EXTRAIT DE PAGE
-------------------------
Vous publiez votre premier roman, comment vous sentez-vous dans les habits d’écrivain ?
C’est un moment spécial, émouvant. D’autant plus que c’est ce que je veux faire depuis toujours. J’ai commencé à écrire à 12 ans. Je faisais des pastiches de romans policiers. C’était très mauvais, j’avais une collection de phrases d’anthologie comme "elle gisait pendue", car je croyais que "gésir" voulait dire "être mort" ! Je les montrais à ma prof de latin qui corrigeait mes petits carnets au stylo rouge. Ensuite, j’ai beaucoup écrit, notamment dans l’école d’art dramatique où j’ai étudié, où nous devions produire des scènes que nous jouions ensuite. À 17 ans, j’ai commencé à écrire de la poésie. Tout ça n’était pas très bon, mais j’ai persévéré, je n’ai jamais arrêté. C’est en forgeant qu’on devient forgeron !
Est-ce une nouvelle vie qui s’ouvre à vous ?
-------------------------
DONNÉES FOURNIES
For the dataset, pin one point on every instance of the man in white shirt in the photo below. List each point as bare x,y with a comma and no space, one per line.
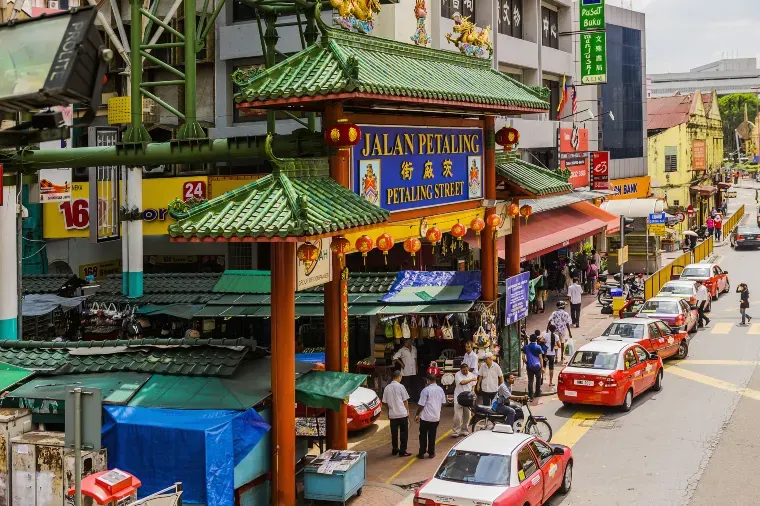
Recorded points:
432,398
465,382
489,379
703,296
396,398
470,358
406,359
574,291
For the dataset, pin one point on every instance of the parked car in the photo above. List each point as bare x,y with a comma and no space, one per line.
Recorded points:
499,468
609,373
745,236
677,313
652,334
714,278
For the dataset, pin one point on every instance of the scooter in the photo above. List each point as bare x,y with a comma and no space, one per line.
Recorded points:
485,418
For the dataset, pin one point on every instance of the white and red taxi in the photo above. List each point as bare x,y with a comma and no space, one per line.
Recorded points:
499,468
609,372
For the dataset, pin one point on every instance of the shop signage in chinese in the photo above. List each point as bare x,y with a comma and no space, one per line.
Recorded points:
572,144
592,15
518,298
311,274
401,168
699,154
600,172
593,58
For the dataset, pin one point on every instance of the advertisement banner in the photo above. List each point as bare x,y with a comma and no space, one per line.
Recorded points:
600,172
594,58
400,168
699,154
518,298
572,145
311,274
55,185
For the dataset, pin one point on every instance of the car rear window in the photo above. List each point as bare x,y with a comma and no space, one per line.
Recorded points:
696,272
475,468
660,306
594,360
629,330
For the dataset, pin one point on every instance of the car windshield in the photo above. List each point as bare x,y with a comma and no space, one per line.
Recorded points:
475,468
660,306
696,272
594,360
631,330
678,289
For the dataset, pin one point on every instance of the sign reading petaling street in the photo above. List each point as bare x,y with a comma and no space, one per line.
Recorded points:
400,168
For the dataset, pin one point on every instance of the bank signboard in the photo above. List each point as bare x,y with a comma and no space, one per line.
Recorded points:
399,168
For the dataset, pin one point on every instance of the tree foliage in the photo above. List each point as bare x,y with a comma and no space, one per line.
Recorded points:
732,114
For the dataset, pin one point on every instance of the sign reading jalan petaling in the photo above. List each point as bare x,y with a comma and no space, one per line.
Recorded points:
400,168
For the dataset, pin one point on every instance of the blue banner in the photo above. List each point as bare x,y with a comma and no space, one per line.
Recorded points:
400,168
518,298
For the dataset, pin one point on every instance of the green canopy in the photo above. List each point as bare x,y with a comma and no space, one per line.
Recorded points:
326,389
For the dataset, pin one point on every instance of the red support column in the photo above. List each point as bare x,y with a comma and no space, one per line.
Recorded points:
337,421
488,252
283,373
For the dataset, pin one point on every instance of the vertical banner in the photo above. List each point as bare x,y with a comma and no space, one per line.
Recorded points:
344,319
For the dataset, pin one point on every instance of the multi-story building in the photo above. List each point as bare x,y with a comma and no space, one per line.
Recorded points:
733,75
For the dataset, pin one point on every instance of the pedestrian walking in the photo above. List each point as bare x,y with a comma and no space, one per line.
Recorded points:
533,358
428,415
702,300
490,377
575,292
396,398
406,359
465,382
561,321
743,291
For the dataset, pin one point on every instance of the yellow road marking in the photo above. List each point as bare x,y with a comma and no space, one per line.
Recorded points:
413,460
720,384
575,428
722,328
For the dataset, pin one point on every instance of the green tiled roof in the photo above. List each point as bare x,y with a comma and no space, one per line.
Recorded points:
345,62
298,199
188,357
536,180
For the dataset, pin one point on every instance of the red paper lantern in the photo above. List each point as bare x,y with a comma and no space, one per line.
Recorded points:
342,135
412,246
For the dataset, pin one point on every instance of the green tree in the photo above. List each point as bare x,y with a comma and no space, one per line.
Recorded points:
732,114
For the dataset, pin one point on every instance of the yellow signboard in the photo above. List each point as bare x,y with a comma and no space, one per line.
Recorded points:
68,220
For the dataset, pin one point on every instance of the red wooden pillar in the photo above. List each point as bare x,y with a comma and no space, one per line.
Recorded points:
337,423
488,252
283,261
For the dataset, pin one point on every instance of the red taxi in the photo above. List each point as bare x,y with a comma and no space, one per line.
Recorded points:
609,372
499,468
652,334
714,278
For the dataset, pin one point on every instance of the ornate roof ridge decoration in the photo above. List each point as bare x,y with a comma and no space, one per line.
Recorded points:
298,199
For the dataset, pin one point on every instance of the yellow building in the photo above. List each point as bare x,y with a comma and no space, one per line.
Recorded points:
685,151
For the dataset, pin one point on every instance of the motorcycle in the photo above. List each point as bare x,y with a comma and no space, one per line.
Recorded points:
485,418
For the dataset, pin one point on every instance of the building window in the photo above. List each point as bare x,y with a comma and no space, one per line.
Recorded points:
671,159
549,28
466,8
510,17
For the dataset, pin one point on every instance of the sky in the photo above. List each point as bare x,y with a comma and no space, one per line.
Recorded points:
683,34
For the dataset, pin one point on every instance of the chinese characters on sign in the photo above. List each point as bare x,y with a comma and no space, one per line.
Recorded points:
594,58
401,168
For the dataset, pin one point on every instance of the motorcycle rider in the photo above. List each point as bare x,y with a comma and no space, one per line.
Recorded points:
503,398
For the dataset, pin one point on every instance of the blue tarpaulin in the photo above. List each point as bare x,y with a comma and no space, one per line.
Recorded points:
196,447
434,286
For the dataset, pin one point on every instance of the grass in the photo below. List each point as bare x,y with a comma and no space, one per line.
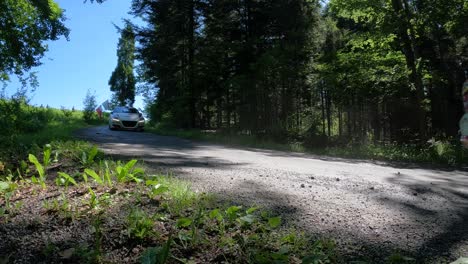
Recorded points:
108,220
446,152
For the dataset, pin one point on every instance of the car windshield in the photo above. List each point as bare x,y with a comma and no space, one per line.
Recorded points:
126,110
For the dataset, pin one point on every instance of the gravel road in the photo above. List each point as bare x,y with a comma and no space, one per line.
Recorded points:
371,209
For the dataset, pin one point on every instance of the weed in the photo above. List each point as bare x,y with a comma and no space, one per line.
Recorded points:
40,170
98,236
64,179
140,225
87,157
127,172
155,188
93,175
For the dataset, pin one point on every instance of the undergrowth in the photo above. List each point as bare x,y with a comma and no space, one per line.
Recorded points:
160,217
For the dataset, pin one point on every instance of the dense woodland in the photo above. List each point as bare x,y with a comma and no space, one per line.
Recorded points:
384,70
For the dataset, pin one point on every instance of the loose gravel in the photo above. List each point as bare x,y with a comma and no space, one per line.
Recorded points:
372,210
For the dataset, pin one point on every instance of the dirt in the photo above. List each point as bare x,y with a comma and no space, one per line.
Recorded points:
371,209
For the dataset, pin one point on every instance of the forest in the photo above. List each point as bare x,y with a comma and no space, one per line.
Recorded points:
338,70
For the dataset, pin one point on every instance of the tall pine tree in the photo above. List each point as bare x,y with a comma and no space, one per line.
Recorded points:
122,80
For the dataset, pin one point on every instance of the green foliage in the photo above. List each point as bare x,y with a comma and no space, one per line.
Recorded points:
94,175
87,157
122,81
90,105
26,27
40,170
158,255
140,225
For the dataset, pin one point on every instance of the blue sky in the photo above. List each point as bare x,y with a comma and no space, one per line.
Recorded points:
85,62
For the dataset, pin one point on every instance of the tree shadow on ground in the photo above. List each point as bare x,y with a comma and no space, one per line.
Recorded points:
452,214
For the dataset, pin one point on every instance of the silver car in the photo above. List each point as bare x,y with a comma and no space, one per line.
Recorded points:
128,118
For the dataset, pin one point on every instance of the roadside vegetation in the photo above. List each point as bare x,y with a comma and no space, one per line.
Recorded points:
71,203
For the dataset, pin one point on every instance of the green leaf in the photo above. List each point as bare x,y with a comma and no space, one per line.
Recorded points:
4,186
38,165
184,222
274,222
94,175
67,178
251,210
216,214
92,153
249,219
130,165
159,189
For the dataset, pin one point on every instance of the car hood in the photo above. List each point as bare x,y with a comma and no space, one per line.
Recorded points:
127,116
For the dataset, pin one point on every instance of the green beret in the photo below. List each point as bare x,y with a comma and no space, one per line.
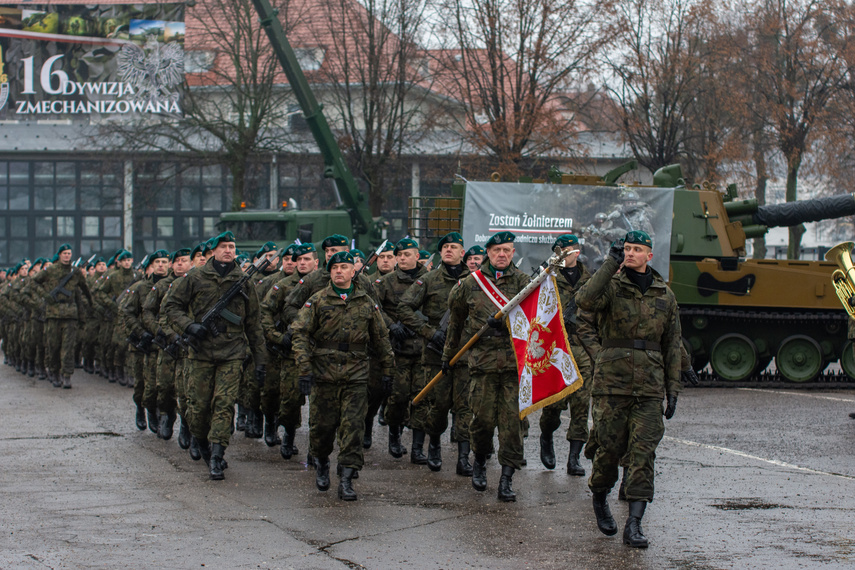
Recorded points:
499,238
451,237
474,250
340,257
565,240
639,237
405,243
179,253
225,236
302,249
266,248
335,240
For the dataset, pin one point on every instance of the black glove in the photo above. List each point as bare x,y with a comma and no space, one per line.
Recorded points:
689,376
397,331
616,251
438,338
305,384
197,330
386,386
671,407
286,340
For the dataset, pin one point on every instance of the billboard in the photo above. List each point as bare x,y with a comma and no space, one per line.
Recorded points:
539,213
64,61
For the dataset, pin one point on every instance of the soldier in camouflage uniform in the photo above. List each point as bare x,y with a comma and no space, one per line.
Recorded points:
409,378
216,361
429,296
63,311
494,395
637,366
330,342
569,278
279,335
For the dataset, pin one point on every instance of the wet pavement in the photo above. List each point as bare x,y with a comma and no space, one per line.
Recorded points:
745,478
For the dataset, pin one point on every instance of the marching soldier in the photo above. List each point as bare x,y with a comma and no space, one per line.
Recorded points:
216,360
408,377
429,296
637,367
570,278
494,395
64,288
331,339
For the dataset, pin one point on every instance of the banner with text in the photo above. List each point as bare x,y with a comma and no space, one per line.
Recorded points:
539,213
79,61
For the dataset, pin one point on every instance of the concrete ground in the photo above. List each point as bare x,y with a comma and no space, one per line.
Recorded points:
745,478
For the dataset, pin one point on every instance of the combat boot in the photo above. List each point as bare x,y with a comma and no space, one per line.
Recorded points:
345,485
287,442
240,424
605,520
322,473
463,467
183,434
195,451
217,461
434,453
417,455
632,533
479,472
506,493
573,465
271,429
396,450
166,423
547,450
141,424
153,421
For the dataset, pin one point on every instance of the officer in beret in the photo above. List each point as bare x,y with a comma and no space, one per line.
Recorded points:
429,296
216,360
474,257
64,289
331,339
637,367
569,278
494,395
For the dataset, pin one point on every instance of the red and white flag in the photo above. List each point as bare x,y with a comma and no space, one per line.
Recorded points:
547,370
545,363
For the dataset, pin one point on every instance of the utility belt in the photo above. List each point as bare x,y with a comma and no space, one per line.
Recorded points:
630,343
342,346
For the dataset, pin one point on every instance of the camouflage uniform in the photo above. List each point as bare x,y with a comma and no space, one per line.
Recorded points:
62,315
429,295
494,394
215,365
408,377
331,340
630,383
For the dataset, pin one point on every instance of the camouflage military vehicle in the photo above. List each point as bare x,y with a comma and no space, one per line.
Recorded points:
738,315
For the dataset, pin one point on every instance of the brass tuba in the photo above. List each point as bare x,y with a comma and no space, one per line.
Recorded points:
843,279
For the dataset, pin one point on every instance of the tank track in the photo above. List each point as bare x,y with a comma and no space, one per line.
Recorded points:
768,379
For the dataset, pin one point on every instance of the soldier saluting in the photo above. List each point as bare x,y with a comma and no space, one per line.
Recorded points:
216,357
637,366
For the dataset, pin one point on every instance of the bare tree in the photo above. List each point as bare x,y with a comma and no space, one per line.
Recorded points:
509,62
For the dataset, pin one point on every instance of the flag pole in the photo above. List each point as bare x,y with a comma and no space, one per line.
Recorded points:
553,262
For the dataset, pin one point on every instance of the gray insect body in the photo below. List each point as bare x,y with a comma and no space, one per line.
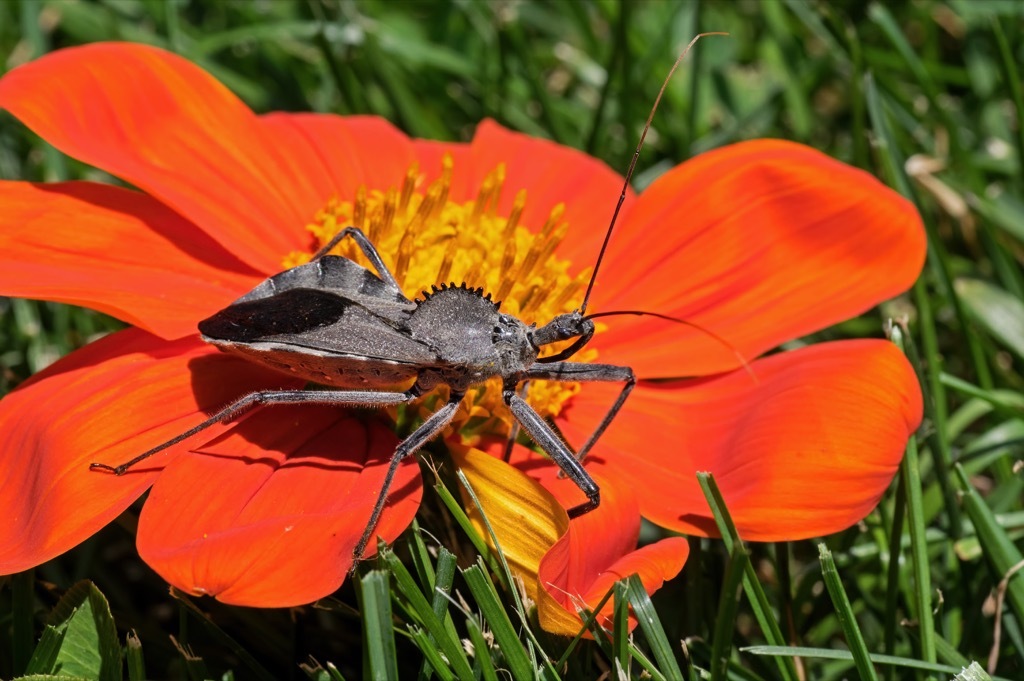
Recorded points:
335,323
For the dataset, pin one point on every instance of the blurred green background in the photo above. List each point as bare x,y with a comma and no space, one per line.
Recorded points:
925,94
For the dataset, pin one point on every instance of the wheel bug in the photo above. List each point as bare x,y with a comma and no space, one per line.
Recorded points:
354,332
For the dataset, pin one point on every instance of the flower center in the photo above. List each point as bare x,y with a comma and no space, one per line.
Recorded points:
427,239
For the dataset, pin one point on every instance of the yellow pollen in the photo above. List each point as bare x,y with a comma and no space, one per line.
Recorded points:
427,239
-------------------------
CONSIGNES
1. D'après l'entretien, à quel âge la personne interrogée a-t-elle commencé à écrire ?
2. Quelles sont toutes les expressions placées entre guillemets dans l'entretien ?
3. Reprenez le passage de l'entretien qui commence par "Vous publiez votre" et se poursuit jusqu'à "s’ouvre à vous ?", en substituant "prose" à "poésie".
Les enregistrements n'ont aucun rapport avec l'entretien.

RÉPONSES SUCCESSIVES
1. À 12 ans.

2. "elle gisait pendue", "gésir", "être mort"

3.
Vous publiez votre premier roman, comment vous sentez-vous dans les habits d’écrivain ?
C’est un moment spécial, émouvant. D’autant plus que c’est ce que je veux faire depuis toujours. J’ai commencé à écrire à 12 ans. Je faisais des pastiches de romans policiers. C’était très mauvais, j’avais une collection de phrases d’anthologie comme "elle gisait pendue", car je croyais que "gésir" voulait dire "être mort" ! Je les montrais à ma prof de latin qui corrigeait mes petits carnets au stylo rouge. Ensuite, j’ai beaucoup écrit, notamment dans l’école d’art dramatique où j’ai étudié, où nous devions produire des scènes que nous jouions ensuite. À 17 ans, j’ai commencé à écrire de la prose. Tout ça n’était pas très bon, mais j’ai persévéré, je n’ai jamais arrêté. C’est en forgeant qu’on devient forgeron !
Est-ce une nouvelle vie qui s’ouvre à vous ?